Okuma parçası.
_ _ _ _ _
Malum güzellik Mostar Köprüsü
Blagay Tekkesi de diğer durağımız oluyor. Mükemmel bir manzaranın içinde, başka bir aleme açılan bir kapı sanki burası. Buna Nehri'nin kaynağında bulunan ve milli anıt olarak kabul edilen tekkeyi geziyoruz. Orada bulunan birinden tekkede ayin yapılmaya devam edildiğini ve yolda kalan vs kişilerin misafir edildiğini öğreniyoruz. Tekkenin camından dışarı bakınca kayalıkların dibinden doğan nehrin güzelliği zaten kalbinizi çalıyor, iç dünyayla dış dünyanın buluştuğu en güzel örneklerinden biri bana kalırsa. Tabii burada da nehrin soğuk suyuna sokuyorum ayaklarımı, hani bu güzelliği daha derinden hissedebilmek için.
Počitelj ise kendine has mimarisiyle yine görülmesi gereken şirin bir yerleşim yeri. Taş sokaklarda gezindikten sonra bir Boşnak kahvesi içmek de günün en tatlı anı oluyor. Akşam konaklamamız ise Hersek kısmında Trebinje şehrinde. "Nehre yansıyan şehir" olarak kalıyor bu şehir de aklımda. Öyle sakin, öyle kendi halinde ki... Dağların arasında ve nehrin kıyısında küçük bir merkezi olan şehir, insanda her şeyden uzakta olma hissi uyandırıyor. Akşamsa nehre bakan iki katlı bir otelde uykuya dalıyorum.
_ _ _ _ _
Veri satırları.

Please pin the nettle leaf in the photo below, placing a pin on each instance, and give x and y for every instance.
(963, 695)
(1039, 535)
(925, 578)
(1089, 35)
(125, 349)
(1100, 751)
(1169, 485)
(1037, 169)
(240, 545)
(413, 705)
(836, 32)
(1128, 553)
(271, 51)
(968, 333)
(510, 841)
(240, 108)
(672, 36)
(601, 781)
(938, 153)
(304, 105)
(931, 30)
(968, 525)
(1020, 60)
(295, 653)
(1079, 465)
_ _ _ _ _
Görev tanımı. Bosna-Hersek gezi yazısını son cümlesinin ardından devam ettirin. Öğelerin gezi yazısıyla hiçbir ilgisi yoktur.

Görev yanıtı.
Taş mimarinin en güzel hali: Počitelj
Nehre yansıyan şehir: Trebinje
Üçüncü gün ise Arnavutluk'a gitmek üzere ayrılıyoruz Bosna'dan. Ama diyebilirim ki kalbimin bir kısmını buralarda bırakıyorum. Tur programında olmadığı ve vakitsizlik nedeniyle ziyaret edemediğim Bilge Kral Aliya İzzetbegoviç ve şehitlerin kabri ve Umut Tüneli ise bir daha gitmek için en geçerli gerekçelerim oluyor, malum suyu da içtik ;)
Yani Bosna'dan bana güzellik, hüzün, huzur, umut, bol bol Boşnak böreği ve güzel insanlar kalıyor. Başta bahsettiğim İlber Hoca'nın röportajında dediği gibi "İnsan bunaldığı zaman Bosna'ya gitmeli."
Yeşile ve gökyüzüne doymak
Son not: Boşnak arkadaşlarım dolayısıyla öğrendiğim ve sevdiğim bu şarkıyı da eklemeliyim mutlaka ;)
Yazının devamını bekleyiniz bir de..
Fotoğraf turu
İvo Andriç'in Drina Köprüsü'nü geziden sonra okudum ve nehir artık daha anlamlı benim için
Sonuçta antikasız olmaz
Saraybosna'da Avrupa ülkelerinden gelen eski tramvaylar hala kullanılmakta
Bir fotoğrafçı vitrininde göze çarpanlar
1. Dünya Savaşı'nın başlamasına sebep Avusturya-Macaristan veliahtı Ferdinand'ın suikaste uğradığı Latin Köprüsü, Saraybosna
Galatasaray sevgisi buralara kadar gelmiş (Başçarşı)
Başçarşı durağı
Akşam vakti Başçarşı sokakları
Bol sohbetli Moriç Han
Moriç Han'da olmazsa olmaz Boşnak kahvesi
Kapalıçarşı tadında Moriç Han
En tatlı simgelerden, Başçarşı sebili
Mostar Köprüsü'nden bakış
Mostar çarşı
Blagay'da akla gelendir: "Dinleyelim dağ başında figanı / Bir de hu çekelim hu leyli leyli"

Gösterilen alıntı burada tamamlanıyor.